## [What needs to be done]
Can you rewrite all the records below with "pointer" swapped for "locator" and everything else unchanged, leaving out the pictures?
* Start Exercise inputs *
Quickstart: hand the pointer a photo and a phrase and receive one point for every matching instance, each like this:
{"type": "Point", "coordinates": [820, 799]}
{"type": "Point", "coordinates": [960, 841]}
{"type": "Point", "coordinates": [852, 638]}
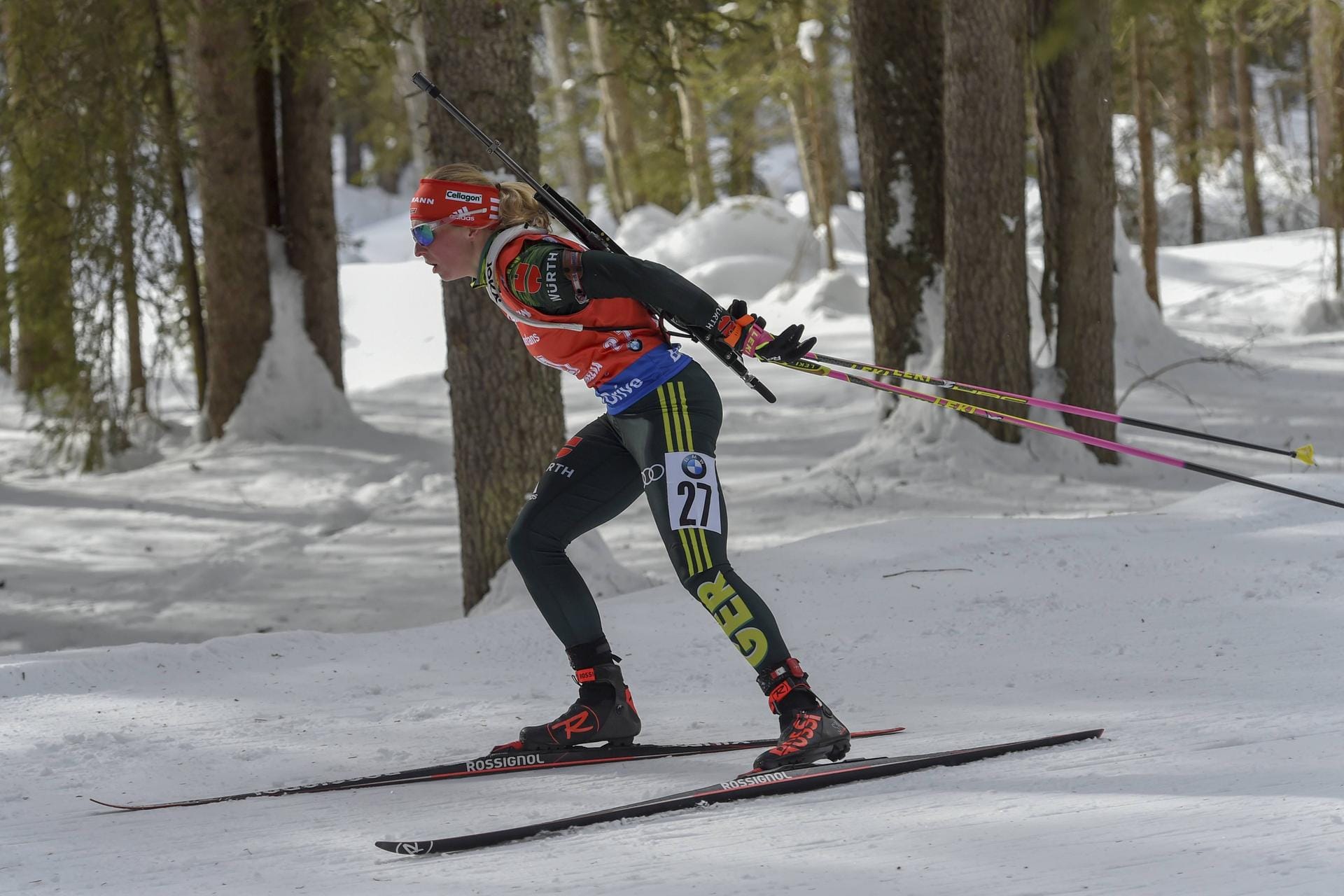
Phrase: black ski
{"type": "Point", "coordinates": [766, 783]}
{"type": "Point", "coordinates": [503, 760]}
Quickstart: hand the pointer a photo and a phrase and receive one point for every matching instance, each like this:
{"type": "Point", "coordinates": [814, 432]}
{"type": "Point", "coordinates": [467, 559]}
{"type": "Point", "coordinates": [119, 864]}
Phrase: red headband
{"type": "Point", "coordinates": [461, 204]}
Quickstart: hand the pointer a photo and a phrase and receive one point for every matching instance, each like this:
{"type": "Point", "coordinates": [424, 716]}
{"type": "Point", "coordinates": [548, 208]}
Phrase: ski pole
{"type": "Point", "coordinates": [1307, 454]}
{"type": "Point", "coordinates": [820, 370]}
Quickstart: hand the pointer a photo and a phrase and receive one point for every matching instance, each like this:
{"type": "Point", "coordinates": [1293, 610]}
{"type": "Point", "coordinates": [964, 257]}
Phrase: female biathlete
{"type": "Point", "coordinates": [657, 437]}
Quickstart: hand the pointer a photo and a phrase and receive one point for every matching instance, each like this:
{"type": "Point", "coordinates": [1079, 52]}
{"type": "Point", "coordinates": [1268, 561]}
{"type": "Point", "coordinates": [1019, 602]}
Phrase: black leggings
{"type": "Point", "coordinates": [663, 447]}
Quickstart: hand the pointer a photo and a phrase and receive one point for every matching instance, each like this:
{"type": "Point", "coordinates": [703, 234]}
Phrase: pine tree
{"type": "Point", "coordinates": [1073, 74]}
{"type": "Point", "coordinates": [898, 112]}
{"type": "Point", "coordinates": [309, 210]}
{"type": "Point", "coordinates": [233, 203]}
{"type": "Point", "coordinates": [507, 415]}
{"type": "Point", "coordinates": [984, 127]}
{"type": "Point", "coordinates": [1139, 59]}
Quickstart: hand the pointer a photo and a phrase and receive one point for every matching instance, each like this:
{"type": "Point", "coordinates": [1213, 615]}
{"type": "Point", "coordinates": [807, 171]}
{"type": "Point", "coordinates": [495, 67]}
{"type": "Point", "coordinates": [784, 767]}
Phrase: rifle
{"type": "Point", "coordinates": [584, 229]}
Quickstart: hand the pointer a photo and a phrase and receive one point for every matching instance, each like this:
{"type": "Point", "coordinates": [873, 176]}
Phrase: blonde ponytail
{"type": "Point", "coordinates": [518, 200]}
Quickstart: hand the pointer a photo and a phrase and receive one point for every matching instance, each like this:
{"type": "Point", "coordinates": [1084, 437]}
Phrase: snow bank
{"type": "Point", "coordinates": [737, 226]}
{"type": "Point", "coordinates": [290, 394]}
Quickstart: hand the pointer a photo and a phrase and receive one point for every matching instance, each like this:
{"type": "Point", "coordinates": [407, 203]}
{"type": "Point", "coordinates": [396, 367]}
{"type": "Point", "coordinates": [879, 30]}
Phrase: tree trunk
{"type": "Point", "coordinates": [620, 146]}
{"type": "Point", "coordinates": [6, 308]}
{"type": "Point", "coordinates": [309, 206]}
{"type": "Point", "coordinates": [743, 143]}
{"type": "Point", "coordinates": [800, 99]}
{"type": "Point", "coordinates": [507, 415]}
{"type": "Point", "coordinates": [824, 92]}
{"type": "Point", "coordinates": [898, 109]}
{"type": "Point", "coordinates": [1221, 96]}
{"type": "Point", "coordinates": [571, 158]}
{"type": "Point", "coordinates": [1246, 124]}
{"type": "Point", "coordinates": [1328, 76]}
{"type": "Point", "coordinates": [168, 133]}
{"type": "Point", "coordinates": [410, 58]}
{"type": "Point", "coordinates": [1190, 35]}
{"type": "Point", "coordinates": [694, 131]}
{"type": "Point", "coordinates": [1326, 80]}
{"type": "Point", "coordinates": [984, 125]}
{"type": "Point", "coordinates": [130, 286]}
{"type": "Point", "coordinates": [264, 83]}
{"type": "Point", "coordinates": [41, 137]}
{"type": "Point", "coordinates": [1147, 166]}
{"type": "Point", "coordinates": [1310, 113]}
{"type": "Point", "coordinates": [1077, 188]}
{"type": "Point", "coordinates": [233, 204]}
* End Exercise inputs *
## [Exercise solution]
Quickstart: hand the locator a photo and a phrase and receive one point for every matching instance, each like this:
{"type": "Point", "coordinates": [820, 799]}
{"type": "Point", "coordinates": [960, 841]}
{"type": "Point", "coordinates": [852, 638]}
Phrase: black ski
{"type": "Point", "coordinates": [766, 783]}
{"type": "Point", "coordinates": [503, 760]}
Quickstart: hand the locator a photo and a phrase and receive one point for every matching instance, each like this:
{"type": "Point", "coordinates": [814, 432]}
{"type": "Point", "coordinates": [467, 559]}
{"type": "Point", "coordinates": [119, 864]}
Phrase: red headband
{"type": "Point", "coordinates": [461, 204]}
Quickstart: hand the locator a photo and a phrase and receive one point for every matching instance, each like this:
{"type": "Point", "coordinates": [424, 716]}
{"type": "Point", "coordinates": [548, 208]}
Phrase: ski pole
{"type": "Point", "coordinates": [1307, 454]}
{"type": "Point", "coordinates": [820, 370]}
Quickstart: hand the locator a photo and a phrase and receive one point for every matching instance, each like this:
{"type": "Point", "coordinates": [1293, 610]}
{"type": "Point", "coordinates": [964, 257]}
Phrase: female biathlete
{"type": "Point", "coordinates": [657, 437]}
Quickstart: hand the locator a photo and a phrase and receive one point for every matching instance, each like this:
{"type": "Point", "coordinates": [1079, 52]}
{"type": "Point", "coordinates": [1268, 561]}
{"type": "Point", "coordinates": [1019, 602]}
Phrase: black leggings
{"type": "Point", "coordinates": [663, 447]}
Quickstart: hand the locator a photo and a phrase and receive one point for every matching instance, each like this:
{"type": "Point", "coordinates": [703, 234]}
Phrase: pine tree
{"type": "Point", "coordinates": [1073, 74]}
{"type": "Point", "coordinates": [898, 112]}
{"type": "Point", "coordinates": [309, 210]}
{"type": "Point", "coordinates": [233, 203]}
{"type": "Point", "coordinates": [507, 415]}
{"type": "Point", "coordinates": [984, 127]}
{"type": "Point", "coordinates": [1139, 59]}
Quickstart: hand the locator a photo and a phrase and receive one point for every matching instance, each like this:
{"type": "Point", "coordinates": [1213, 615]}
{"type": "Point", "coordinates": [807, 171]}
{"type": "Point", "coordinates": [495, 67]}
{"type": "Point", "coordinates": [784, 767]}
Phrase: rifle
{"type": "Point", "coordinates": [584, 229]}
Quickstart: hand the locator a photo and a phrase and receive one point for every matching instance, each like this:
{"type": "Point", "coordinates": [873, 176]}
Phrase: blonde ponytail
{"type": "Point", "coordinates": [518, 200]}
Quickstart: hand the locator a photo and a phrase and receive one point for every matching instance, each like this:
{"type": "Point", "coordinates": [1084, 437]}
Phrase: snow bank
{"type": "Point", "coordinates": [737, 226]}
{"type": "Point", "coordinates": [290, 394]}
Quickstart: hand the locator a photo and a phrase and receive one point for every matching instance, each like this:
{"type": "Point", "coordinates": [407, 203]}
{"type": "Point", "coordinates": [396, 367]}
{"type": "Point", "coordinates": [879, 30]}
Phrase: tree trunk
{"type": "Point", "coordinates": [620, 146]}
{"type": "Point", "coordinates": [6, 308]}
{"type": "Point", "coordinates": [309, 206]}
{"type": "Point", "coordinates": [743, 143]}
{"type": "Point", "coordinates": [800, 99]}
{"type": "Point", "coordinates": [507, 415]}
{"type": "Point", "coordinates": [824, 92]}
{"type": "Point", "coordinates": [898, 109]}
{"type": "Point", "coordinates": [1221, 96]}
{"type": "Point", "coordinates": [571, 158]}
{"type": "Point", "coordinates": [1246, 124]}
{"type": "Point", "coordinates": [1328, 76]}
{"type": "Point", "coordinates": [168, 133]}
{"type": "Point", "coordinates": [410, 58]}
{"type": "Point", "coordinates": [1190, 35]}
{"type": "Point", "coordinates": [694, 131]}
{"type": "Point", "coordinates": [1326, 80]}
{"type": "Point", "coordinates": [984, 125]}
{"type": "Point", "coordinates": [130, 286]}
{"type": "Point", "coordinates": [264, 83]}
{"type": "Point", "coordinates": [41, 137]}
{"type": "Point", "coordinates": [1147, 166]}
{"type": "Point", "coordinates": [1310, 113]}
{"type": "Point", "coordinates": [1077, 188]}
{"type": "Point", "coordinates": [233, 204]}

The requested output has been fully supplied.